▶ _SHORT PROBLEM_:
Write out, with no changes, the lines of the listing below, starting at the line that contains "Each instance of the shed roof" and ending at the final line of the listing, both included.

■ ■ ■ ■ ■ ■ ■

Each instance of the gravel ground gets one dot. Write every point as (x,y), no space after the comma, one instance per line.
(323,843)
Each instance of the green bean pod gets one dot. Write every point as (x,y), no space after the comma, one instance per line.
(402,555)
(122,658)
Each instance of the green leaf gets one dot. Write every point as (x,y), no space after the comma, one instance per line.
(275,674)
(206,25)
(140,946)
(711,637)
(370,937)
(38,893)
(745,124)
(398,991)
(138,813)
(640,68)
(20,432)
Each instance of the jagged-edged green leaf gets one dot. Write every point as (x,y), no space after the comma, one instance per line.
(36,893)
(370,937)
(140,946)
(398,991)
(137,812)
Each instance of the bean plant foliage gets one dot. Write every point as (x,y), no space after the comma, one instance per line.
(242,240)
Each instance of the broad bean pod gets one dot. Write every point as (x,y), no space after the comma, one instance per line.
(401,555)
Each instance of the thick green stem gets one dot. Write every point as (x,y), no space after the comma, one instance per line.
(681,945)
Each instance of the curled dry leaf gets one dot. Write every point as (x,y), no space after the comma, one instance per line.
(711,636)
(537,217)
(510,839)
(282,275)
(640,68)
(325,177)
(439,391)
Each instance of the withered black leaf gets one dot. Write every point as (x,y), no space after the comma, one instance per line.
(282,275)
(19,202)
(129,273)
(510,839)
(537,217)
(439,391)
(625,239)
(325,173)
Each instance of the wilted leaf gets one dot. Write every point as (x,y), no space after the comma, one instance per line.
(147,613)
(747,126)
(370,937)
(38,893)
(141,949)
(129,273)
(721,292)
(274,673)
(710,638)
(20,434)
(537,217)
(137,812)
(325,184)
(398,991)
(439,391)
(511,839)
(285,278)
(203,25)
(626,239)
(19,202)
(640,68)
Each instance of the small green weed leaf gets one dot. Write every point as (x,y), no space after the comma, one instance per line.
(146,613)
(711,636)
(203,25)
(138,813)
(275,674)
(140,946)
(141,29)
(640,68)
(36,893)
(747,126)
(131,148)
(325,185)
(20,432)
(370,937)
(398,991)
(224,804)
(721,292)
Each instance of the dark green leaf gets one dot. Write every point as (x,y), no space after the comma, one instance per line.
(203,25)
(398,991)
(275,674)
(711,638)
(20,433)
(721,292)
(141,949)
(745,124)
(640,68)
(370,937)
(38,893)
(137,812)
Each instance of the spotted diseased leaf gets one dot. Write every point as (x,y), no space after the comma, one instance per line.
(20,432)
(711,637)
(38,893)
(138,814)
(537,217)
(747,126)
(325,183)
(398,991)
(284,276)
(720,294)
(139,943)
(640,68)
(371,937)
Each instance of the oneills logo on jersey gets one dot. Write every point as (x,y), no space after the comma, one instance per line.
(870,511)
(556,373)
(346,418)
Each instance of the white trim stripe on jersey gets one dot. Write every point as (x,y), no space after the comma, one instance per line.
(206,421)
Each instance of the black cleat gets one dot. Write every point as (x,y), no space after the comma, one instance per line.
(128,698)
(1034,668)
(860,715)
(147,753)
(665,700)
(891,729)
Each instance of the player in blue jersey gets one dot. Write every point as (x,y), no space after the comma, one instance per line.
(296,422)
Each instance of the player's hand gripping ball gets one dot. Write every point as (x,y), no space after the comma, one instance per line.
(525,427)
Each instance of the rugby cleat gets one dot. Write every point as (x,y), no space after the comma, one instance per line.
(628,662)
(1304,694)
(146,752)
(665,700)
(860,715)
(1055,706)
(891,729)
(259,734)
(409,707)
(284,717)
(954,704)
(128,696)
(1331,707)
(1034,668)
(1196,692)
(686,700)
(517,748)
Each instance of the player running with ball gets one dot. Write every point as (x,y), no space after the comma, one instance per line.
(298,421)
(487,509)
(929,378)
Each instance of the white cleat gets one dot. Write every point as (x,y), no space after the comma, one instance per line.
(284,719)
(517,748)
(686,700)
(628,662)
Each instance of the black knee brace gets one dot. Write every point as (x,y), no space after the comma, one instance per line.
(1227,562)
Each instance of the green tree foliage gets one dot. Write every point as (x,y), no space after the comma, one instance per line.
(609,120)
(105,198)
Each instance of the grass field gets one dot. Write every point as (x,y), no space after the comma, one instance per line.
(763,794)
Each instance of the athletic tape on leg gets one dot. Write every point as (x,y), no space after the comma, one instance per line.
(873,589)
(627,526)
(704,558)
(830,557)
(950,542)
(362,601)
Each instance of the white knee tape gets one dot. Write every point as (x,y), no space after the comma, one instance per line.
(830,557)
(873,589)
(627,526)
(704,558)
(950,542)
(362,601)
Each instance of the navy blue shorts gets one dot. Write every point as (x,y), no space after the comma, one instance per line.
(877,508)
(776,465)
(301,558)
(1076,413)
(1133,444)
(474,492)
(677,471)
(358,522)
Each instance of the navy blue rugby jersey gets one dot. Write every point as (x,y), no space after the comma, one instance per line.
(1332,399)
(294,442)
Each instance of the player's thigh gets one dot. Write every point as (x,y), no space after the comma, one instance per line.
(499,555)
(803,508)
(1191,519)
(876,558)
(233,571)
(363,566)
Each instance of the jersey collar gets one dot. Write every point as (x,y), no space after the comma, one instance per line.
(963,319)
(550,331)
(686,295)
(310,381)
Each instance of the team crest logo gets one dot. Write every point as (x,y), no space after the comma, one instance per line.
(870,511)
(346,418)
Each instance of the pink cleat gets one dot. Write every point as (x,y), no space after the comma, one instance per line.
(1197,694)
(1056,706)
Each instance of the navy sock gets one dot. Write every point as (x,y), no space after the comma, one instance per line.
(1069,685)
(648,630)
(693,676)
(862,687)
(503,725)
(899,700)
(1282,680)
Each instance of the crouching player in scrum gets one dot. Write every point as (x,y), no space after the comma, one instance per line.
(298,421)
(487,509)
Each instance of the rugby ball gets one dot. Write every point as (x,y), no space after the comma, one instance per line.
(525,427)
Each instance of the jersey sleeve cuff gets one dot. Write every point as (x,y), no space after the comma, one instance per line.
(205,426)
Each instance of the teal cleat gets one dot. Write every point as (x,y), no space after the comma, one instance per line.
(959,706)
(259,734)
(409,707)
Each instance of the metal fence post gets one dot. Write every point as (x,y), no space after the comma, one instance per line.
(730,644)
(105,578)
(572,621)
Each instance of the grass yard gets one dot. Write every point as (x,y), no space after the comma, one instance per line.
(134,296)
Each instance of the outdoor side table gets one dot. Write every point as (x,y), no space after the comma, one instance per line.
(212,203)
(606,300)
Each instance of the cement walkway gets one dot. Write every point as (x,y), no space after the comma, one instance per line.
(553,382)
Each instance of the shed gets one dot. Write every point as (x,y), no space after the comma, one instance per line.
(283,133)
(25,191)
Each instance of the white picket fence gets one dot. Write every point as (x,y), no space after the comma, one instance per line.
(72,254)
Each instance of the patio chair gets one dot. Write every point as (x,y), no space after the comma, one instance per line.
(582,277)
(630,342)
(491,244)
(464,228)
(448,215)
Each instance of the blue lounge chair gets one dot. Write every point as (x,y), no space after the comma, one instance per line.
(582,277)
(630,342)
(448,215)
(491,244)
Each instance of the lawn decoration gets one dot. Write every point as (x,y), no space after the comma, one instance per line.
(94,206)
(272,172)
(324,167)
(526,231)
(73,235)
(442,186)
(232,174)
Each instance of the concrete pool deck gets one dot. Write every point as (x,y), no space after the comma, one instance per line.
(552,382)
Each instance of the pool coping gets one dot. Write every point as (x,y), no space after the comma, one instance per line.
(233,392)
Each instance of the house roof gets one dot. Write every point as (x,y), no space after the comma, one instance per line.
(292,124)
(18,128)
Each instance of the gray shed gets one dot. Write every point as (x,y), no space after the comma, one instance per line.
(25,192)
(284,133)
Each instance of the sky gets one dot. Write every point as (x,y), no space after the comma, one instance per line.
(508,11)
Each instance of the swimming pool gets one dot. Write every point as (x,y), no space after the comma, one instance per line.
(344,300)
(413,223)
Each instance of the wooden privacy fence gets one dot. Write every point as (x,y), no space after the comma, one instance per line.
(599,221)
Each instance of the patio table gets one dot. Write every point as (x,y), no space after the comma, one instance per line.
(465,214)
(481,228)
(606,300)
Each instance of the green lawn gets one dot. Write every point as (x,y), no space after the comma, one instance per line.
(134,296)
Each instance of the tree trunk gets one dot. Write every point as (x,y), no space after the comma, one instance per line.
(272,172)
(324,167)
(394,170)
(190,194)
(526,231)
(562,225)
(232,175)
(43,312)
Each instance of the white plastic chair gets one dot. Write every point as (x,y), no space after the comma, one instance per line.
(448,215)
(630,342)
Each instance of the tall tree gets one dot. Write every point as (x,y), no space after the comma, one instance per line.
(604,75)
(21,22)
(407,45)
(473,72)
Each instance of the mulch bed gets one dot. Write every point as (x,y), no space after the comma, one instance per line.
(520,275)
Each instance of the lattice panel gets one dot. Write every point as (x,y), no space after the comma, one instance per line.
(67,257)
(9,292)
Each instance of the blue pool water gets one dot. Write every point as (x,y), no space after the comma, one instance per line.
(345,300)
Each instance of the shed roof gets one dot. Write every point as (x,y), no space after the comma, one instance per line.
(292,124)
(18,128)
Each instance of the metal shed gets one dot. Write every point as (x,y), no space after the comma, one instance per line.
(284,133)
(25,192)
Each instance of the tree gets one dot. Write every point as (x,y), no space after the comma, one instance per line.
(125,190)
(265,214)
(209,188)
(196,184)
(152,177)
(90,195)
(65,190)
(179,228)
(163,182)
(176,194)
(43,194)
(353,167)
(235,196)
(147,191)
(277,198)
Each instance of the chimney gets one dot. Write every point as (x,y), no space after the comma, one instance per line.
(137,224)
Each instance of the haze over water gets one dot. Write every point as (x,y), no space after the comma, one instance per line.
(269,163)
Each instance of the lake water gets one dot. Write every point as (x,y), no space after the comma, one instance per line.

■ ■ ■ ■ ■ ■ ■

▶ _OUTPUT BELOW_:
Each instance of the shed roof gets one dot. Write every point as (x,y), no space after the comma, one instance per line.
(292,124)
(18,128)
Each instance of the metal shed gets one dot. Write every point as (x,y), no space after the comma, one instance per line.
(284,133)
(25,192)
Each instance of the tree gets one dot. Write every point as (x,y), no space after the comma, one instance per line.
(125,190)
(265,214)
(209,188)
(196,184)
(152,177)
(90,195)
(65,190)
(179,228)
(163,182)
(176,194)
(43,194)
(353,167)
(235,196)
(147,191)
(277,198)
Each instance of the chimney gets one dot. Write every point as (x,y), no space after the comma, one instance per line.
(137,224)
Each instance of the haze over water gets one dot. Write every point as (x,y), no space after the comma, one instance per line.
(269,163)
Each instance of the lake water gets one dot. Write every point as (x,y), no space after the comma, one instance per line.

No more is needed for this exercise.